··· Material for the task

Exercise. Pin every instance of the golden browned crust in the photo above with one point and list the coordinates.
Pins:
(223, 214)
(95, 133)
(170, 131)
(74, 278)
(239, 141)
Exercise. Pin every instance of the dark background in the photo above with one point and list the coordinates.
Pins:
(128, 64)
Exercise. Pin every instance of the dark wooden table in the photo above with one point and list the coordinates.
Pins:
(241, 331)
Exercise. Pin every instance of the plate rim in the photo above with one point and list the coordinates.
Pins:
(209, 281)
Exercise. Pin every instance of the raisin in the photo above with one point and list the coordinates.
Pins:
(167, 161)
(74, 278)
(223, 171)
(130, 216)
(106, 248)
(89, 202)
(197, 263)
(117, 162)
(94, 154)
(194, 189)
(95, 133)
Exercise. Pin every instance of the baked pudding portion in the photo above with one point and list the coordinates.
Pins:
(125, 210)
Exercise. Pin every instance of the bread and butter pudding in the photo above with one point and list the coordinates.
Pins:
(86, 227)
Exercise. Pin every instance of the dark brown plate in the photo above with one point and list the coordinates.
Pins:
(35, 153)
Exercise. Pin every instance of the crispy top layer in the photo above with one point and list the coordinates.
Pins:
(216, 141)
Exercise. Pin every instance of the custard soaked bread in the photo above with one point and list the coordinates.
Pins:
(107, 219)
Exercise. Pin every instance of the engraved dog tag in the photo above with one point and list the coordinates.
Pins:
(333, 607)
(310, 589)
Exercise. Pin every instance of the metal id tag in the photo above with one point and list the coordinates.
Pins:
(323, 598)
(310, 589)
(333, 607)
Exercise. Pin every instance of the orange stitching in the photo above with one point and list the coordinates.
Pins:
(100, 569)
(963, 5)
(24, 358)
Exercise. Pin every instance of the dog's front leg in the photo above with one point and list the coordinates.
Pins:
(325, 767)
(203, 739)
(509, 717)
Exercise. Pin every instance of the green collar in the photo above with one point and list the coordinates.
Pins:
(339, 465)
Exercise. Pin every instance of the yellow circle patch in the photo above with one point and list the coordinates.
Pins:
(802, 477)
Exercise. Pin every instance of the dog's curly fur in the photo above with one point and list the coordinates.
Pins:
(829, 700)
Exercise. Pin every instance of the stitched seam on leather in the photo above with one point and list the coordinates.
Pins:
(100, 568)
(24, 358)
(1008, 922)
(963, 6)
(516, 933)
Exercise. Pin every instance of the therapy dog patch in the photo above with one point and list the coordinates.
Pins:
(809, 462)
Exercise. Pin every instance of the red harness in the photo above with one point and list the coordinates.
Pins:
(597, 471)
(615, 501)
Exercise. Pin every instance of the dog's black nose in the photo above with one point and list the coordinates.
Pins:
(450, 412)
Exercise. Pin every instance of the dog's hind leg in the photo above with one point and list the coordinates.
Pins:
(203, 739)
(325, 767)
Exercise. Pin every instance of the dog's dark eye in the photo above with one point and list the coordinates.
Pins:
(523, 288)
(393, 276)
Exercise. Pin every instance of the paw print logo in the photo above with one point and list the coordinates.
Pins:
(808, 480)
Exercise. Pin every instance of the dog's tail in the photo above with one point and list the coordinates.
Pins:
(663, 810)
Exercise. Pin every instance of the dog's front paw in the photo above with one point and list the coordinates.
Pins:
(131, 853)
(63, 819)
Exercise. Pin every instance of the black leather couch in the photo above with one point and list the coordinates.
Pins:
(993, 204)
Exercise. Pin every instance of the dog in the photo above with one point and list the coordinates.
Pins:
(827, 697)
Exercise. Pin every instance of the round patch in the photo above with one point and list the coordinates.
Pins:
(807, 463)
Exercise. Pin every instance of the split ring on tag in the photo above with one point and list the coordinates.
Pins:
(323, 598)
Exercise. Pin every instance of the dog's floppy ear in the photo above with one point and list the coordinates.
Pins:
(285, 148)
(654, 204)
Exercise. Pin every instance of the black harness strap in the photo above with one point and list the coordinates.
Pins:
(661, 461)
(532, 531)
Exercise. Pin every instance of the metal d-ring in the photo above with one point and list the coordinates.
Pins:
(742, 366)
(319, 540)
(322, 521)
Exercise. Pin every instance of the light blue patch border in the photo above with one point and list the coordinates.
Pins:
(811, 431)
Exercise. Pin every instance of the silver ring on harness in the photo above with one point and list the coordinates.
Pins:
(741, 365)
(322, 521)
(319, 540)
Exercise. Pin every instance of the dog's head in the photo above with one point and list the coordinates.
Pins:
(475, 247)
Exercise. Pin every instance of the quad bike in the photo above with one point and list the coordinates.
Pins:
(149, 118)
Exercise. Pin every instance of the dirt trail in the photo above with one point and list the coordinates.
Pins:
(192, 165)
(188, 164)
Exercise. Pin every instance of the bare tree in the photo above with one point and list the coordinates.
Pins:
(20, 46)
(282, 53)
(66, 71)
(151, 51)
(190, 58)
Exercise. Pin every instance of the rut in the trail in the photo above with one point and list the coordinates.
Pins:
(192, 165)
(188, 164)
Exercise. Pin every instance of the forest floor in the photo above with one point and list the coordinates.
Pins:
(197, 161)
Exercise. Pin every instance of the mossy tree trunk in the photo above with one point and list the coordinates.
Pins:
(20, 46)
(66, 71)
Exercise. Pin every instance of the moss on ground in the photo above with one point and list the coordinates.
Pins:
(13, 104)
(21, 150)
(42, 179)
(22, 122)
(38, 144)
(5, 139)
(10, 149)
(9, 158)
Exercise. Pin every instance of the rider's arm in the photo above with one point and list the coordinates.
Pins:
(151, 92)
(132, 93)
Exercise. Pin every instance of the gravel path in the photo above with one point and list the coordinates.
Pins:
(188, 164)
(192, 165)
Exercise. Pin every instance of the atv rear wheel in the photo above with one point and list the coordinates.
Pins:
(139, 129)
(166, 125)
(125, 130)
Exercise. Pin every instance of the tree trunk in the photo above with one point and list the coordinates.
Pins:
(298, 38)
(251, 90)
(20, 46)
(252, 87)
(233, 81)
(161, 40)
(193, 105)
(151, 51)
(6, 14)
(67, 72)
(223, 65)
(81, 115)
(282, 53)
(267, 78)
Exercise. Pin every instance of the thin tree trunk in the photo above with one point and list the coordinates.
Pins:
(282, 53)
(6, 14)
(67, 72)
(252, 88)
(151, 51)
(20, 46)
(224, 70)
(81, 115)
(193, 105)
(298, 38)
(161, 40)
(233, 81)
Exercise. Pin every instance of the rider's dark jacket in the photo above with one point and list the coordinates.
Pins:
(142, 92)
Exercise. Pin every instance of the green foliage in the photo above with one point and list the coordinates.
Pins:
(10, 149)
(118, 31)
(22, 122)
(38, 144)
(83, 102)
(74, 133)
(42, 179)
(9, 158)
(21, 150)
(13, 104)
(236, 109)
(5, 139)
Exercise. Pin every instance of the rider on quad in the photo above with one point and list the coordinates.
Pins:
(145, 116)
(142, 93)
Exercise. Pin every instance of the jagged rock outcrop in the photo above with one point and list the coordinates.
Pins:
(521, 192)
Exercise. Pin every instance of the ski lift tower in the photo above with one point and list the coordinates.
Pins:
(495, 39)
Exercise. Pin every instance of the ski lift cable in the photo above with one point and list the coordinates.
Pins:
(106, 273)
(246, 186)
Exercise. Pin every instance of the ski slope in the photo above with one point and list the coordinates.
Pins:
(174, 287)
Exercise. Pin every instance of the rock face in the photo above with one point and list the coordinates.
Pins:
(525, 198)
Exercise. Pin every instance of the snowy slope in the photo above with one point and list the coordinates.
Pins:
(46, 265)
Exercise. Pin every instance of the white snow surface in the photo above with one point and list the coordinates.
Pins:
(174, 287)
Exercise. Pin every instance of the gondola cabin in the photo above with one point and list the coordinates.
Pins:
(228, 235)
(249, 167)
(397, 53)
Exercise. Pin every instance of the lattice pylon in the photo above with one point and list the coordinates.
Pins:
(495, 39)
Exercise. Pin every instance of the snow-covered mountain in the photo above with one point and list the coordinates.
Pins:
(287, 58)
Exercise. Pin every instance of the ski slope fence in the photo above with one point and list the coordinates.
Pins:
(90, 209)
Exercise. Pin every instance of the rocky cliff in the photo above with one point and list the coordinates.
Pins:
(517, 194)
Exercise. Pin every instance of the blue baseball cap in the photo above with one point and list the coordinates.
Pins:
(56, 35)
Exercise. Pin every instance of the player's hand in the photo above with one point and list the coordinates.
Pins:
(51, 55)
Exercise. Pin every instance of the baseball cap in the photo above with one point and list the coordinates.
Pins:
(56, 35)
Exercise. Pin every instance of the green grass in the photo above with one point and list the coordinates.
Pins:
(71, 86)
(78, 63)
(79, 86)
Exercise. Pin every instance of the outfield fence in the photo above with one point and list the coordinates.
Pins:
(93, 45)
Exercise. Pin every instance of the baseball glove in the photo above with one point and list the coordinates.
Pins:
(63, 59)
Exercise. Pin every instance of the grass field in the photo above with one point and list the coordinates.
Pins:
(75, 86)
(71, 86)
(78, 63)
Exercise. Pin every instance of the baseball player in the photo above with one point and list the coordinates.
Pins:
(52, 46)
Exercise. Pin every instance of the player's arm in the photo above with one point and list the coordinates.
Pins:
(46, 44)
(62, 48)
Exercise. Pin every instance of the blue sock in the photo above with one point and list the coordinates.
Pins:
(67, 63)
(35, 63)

······

Requirement: Exactly as written, give again every line from the one containing "Exercise. Pin every instance of the outfield" through the last line of the material above, and no other lines.

Expected answer:
Exercise. Pin every instance of the outfield fence in the photo above with one point and list the coordinates.
Pins:
(93, 45)
Exercise. Pin every instance of the baseball glove in the photo above with one point and list the coordinates.
Pins:
(63, 59)
Exercise. Pin every instance of the grass field in the photo above with one point and list the coordinates.
Pins:
(75, 86)
(71, 86)
(78, 63)
Exercise. Pin every instance of the baseball player in the photo above with one point and list the coordinates.
Pins:
(52, 46)
Exercise. Pin every instance of the player's arm in the photo above with one point and list the coordinates.
Pins:
(46, 44)
(62, 48)
Exercise. Pin every instance of the blue sock in the photo above with one point and list the coordinates.
Pins:
(67, 63)
(35, 63)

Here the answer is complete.